All of the data must be retyped exactly, with nothing left out.

INPUT MATERIAL START

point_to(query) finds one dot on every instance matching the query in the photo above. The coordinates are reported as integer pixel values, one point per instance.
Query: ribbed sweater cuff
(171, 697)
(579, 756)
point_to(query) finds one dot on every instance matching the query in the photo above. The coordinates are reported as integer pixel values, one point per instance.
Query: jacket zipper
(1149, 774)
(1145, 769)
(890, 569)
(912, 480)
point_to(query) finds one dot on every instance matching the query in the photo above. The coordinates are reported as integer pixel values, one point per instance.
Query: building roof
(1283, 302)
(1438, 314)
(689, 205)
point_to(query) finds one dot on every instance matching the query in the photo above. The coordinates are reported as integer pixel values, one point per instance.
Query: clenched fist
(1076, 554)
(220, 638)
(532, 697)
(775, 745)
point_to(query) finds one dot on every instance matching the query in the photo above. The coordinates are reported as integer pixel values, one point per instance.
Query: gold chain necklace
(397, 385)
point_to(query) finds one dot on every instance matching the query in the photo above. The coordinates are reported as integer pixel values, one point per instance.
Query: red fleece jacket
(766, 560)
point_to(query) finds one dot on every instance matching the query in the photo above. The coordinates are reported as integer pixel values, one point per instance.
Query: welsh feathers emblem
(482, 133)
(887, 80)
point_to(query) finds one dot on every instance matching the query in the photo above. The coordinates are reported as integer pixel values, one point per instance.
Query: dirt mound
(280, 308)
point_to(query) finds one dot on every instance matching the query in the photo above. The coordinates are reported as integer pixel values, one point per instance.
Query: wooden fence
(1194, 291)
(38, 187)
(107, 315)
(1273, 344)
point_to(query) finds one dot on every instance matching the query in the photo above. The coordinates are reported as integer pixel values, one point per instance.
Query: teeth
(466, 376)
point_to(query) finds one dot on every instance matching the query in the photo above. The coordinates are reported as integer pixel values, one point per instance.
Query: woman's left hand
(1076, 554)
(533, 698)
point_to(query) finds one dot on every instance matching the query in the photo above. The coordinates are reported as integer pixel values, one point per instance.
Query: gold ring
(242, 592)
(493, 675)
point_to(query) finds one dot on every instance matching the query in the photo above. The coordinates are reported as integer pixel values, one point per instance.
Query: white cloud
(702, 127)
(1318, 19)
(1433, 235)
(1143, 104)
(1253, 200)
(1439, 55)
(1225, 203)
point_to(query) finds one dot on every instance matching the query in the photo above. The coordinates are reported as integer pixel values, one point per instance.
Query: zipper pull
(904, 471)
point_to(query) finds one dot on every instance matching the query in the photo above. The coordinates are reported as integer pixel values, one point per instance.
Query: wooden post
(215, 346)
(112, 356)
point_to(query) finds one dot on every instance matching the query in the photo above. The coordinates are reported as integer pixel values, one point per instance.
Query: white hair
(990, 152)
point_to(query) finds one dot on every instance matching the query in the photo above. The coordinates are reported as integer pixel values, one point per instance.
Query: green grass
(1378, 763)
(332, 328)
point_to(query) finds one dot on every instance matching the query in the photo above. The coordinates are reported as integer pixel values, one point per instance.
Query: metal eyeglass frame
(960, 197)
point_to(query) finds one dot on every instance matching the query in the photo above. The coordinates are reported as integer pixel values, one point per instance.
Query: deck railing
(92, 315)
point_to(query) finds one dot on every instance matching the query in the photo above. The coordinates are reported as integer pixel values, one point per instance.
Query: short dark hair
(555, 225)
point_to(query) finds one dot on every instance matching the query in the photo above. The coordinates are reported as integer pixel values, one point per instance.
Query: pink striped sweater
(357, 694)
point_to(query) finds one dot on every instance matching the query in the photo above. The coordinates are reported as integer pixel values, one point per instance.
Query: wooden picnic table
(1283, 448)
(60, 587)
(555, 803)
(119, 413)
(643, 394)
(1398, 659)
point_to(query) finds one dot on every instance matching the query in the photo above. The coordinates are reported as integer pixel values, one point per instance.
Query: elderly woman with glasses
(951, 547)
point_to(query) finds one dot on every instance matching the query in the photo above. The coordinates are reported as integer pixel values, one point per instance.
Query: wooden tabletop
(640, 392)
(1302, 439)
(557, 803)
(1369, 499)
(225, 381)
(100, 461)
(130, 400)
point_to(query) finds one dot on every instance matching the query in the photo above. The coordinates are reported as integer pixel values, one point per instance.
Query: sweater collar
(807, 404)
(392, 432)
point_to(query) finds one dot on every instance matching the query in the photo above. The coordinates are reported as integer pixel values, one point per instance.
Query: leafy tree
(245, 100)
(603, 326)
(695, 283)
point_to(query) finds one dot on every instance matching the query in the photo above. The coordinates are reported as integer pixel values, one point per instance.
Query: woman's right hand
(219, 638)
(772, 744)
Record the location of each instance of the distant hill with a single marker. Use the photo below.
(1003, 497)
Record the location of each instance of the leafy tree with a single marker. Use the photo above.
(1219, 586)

INPUT MATERIAL END

*YOUR SOLUTION*.
point_to(query) finds one dot on every instance matching the query in the photo above. The coordinates are reported as integer pixel values, one point per instance.
Query: ribbed sweater cuff
(171, 697)
(579, 756)
point_to(query) finds one dot on every instance matching the query in the photo above. The coordinates are reported as integer pixel values, one point per instance.
Query: jacket zipper
(1149, 774)
(1145, 769)
(890, 569)
(912, 480)
point_to(query) finds one dot on every instance matching the query in the photo above. The coordinates are reported as integer pixel values, one point per instance.
Query: building roof
(1283, 302)
(1438, 314)
(689, 205)
point_to(query) finds one dot on every instance matching the query in the photo above. The coordinates are reported as integer pixel values, one point per instance.
Query: clenched fist
(1076, 554)
(220, 638)
(532, 697)
(775, 745)
point_to(query) finds one dot on every instance matching the query in the photo above. The coordinates are reported as integer pixel values, one point per instance.
Query: gold chain necklace
(397, 385)
point_to(query) finds one dot on every instance matching the query in the photo above. The coordinates are reported as integer pixel values, one point per instance.
Query: red fleece jacket
(766, 560)
point_to(query) finds one dot on every instance matching the query in the photo above. The coordinates are reported as integer pixel values, one point per instance.
Query: welsh feathers emblem
(482, 133)
(887, 80)
point_to(query) finds one dot on every instance matching the query in the photo above. The coordinates are reported as integer pixel values, one point per instance.
Query: dirt mound
(280, 308)
point_to(query) finds one dot on every instance matching the query in the photo above. The coordinates are reported as integer pixel values, one point per instance.
Query: wooden fence
(1194, 291)
(38, 187)
(107, 315)
(1273, 344)
point_to(query) finds one dot on every instance matching the query in the photo above. The coordinates are reported as integer pixel values, one point per instance.
Query: teeth
(466, 376)
point_to(query) finds one dot on every instance matching the query in the photo above. The coordinates are reported as integer pixel values, one point per instance.
Query: woman's left hand
(1076, 554)
(533, 698)
point_to(query) finds one dot on every instance matching the query in the photo above. The coordinates are reported as integer pixel values, one point per instance.
Query: gold ring
(242, 592)
(493, 675)
point_to(query) finds one dot on every instance matching the query in the photo above. The coordinates are reported as integer pixel values, one point per instance.
Query: white cloud
(702, 127)
(1318, 19)
(1433, 235)
(1143, 104)
(1253, 200)
(1439, 55)
(1225, 203)
point_to(query) finds one dot on every instance matching the query in the photo above. The coordinates are reported as integer pixel values, one point per instance.
Query: zipper pull
(904, 471)
point_to(query) finds one dot on every instance matching the query in the photo above. The coordinates are reported as integer pixel values, one point per instance.
Query: wooden post
(215, 346)
(112, 356)
point_to(query) finds one dot on every instance matching the query in the photo above. The coordinates are reported as integer pixel values, one point per instance.
Query: white hair
(990, 152)
point_to(query) finds one dot on every instance matching the query in the photo above. The coordinates are reported as integer pixel values, one point per instance.
Query: green grass
(1378, 763)
(332, 328)
point_to(query) finds one dot on every instance matching the query in the photo above. The coordinates are reported as integer pixel values, one point per instance.
Query: metal eyeglass frame
(960, 197)
point_to(query) finds one dot on every instance matching the query in the photo above. The coordinates are reported as integer pixel values, one point per instance.
Query: deck railing
(92, 315)
point_to(query) finds one dot on every instance matching the query in the photo above. The coordinates are reported as integer pixel values, one point per instance.
Query: short dark hair
(555, 225)
point_to(query) finds one dot on every instance matching the query in the photo above. The coordinates are reported as integer pixel values, one point per instance.
Query: pink striped sweater
(357, 694)
point_to(query) finds one dot on every instance matching the query in the photo above. The coordinates are reported as integer pixel values, one point per instance.
Query: wooden picnic table
(1283, 448)
(60, 587)
(555, 803)
(119, 413)
(643, 394)
(1398, 659)
point_to(query) finds one dot on every instance matching the query in the photo above. The coordinates are reported as integer pixel values, one point per instance.
Query: elderly woman with glasses
(951, 547)
point_to(query) finds one dot on every instance matching the query in the photo above. The coordinates are reported as integer pixel values, one point per instance.
Query: wooden tabletop
(640, 392)
(1302, 439)
(557, 803)
(1369, 499)
(225, 381)
(100, 461)
(130, 400)
point_to(query) finds one dot on every instance matching the query in the photo above. The coordinates are reported as integer pixel values, one point per instance.
Query: sweater collar
(807, 404)
(392, 432)
point_to(query) finds one dot on every instance matching the query in the photo above. The coordinates are reported as integer pixel values, one point per instance.
Query: leafy tree
(245, 100)
(603, 326)
(695, 283)
point_to(query) finds one dot on every instance matching the query in the photo above. The coordinates are reported as integer pixel values, one point per instance.
Query: woman's right hand
(219, 638)
(772, 744)
Record the location of each instance of the distant hill with a single marker. Use the photo below.
(1003, 497)
Record the location of each instance of the leafy tree with a single marker. Use the photo above.
(1219, 586)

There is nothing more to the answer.